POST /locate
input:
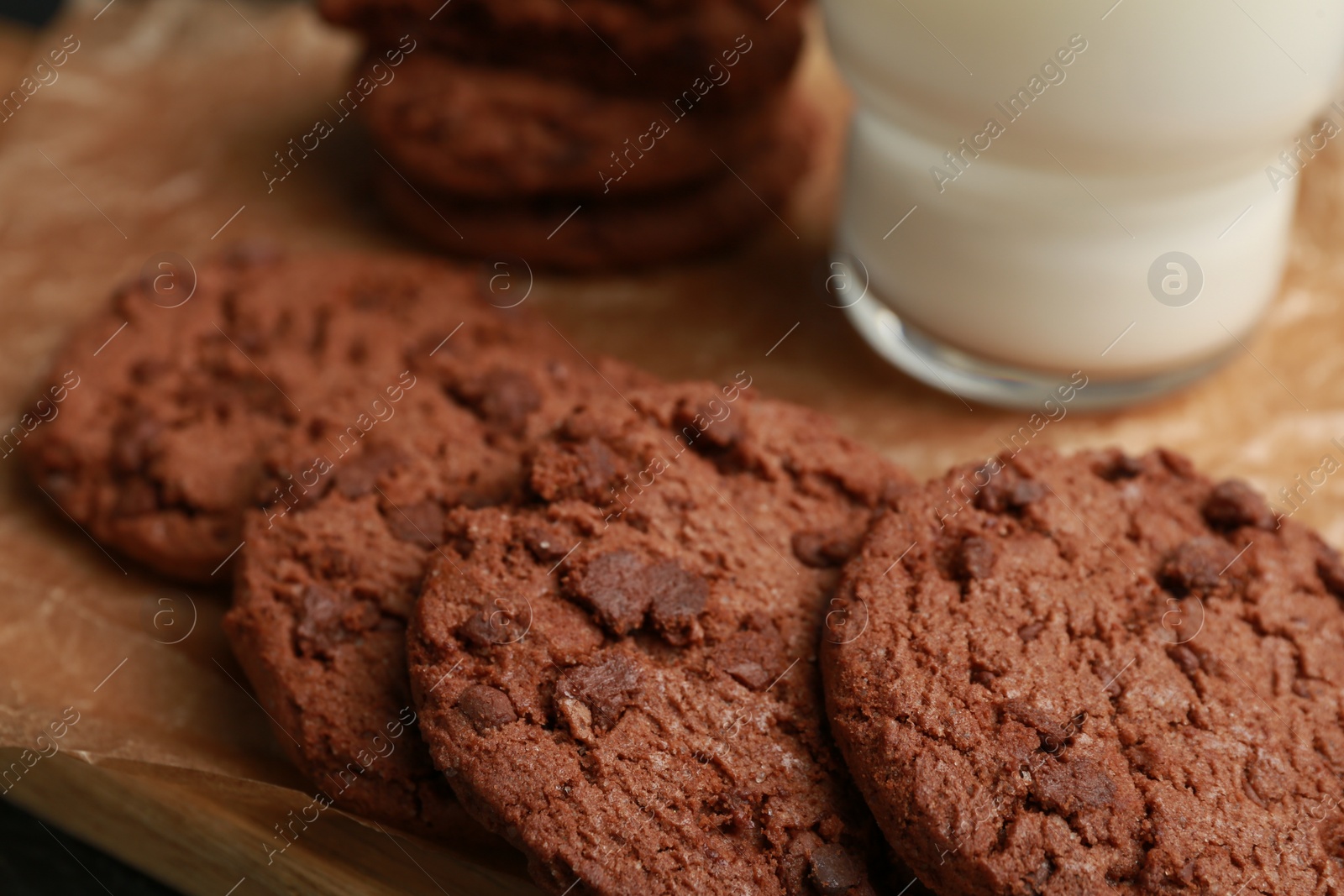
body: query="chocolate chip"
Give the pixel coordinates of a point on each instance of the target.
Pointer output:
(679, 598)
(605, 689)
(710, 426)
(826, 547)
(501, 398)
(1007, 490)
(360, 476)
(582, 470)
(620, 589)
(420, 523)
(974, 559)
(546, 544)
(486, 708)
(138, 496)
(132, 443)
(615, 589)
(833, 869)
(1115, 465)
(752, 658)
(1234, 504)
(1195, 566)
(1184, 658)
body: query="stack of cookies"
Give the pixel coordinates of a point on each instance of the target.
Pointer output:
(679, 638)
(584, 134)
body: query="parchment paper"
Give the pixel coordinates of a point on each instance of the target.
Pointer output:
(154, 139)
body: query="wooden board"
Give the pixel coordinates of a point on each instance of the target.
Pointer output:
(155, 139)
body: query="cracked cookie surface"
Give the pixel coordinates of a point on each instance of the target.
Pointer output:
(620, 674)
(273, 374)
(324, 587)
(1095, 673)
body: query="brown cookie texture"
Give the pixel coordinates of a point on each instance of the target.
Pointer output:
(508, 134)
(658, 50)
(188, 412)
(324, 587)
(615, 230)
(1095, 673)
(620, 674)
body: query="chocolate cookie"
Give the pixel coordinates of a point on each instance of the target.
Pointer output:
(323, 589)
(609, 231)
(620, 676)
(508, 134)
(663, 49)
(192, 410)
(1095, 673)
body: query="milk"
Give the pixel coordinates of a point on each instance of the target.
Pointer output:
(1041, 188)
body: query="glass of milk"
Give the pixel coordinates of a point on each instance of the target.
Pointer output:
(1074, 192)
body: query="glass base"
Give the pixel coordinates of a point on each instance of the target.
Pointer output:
⁂
Instruction: Rewrite the stretch of items from the start through the line containing "(1041, 188)", requests included, and adjust every coordinate in the answers by adding -76 to it. Leave the pictures out.

Problem solution:
POST /locate
input:
body: query="chocolate chip"
Give the pixel coordinates of a point on each instance of the target.
Pointer output:
(603, 522)
(529, 613)
(634, 350)
(750, 471)
(425, 322)
(931, 414)
(284, 400)
(506, 394)
(544, 513)
(344, 447)
(898, 483)
(470, 468)
(410, 632)
(62, 420)
(56, 367)
(539, 513)
(757, 793)
(1039, 389)
(676, 582)
(1158, 428)
(1119, 490)
(1108, 582)
body: query="stack of cookies"
Give the pixel coordinates of a point on each instance of the target.
Pointer output:
(603, 562)
(508, 58)
body: query="parchment paper"
Give the pixel coordinates of a point on each instance of the target.
Pointer output:
(78, 63)
body: query="wooden board"
Give the pixel coordinates of a point on each instance of the target.
Pointer output:
(79, 63)
body: query="cracked cookie surface"
Give the pixel coordinates of a point on each instance of the target.
Pointer output:
(544, 598)
(197, 298)
(248, 511)
(1019, 597)
body: query="brown cookie texture"
Give the pixel coordinates of a point on each instance of the target.
Pointer output:
(432, 58)
(582, -26)
(112, 336)
(248, 511)
(539, 154)
(1019, 597)
(544, 598)
body: query="chocolate cookie"
Give the pixel coordinates of a point on each instance of the target.
Pointer output:
(247, 513)
(533, 155)
(544, 600)
(432, 58)
(587, -27)
(116, 334)
(1019, 597)
body: query="milk"
Give the pixel coordinates of a point on each instance of the target.
Pointer output:
(965, 112)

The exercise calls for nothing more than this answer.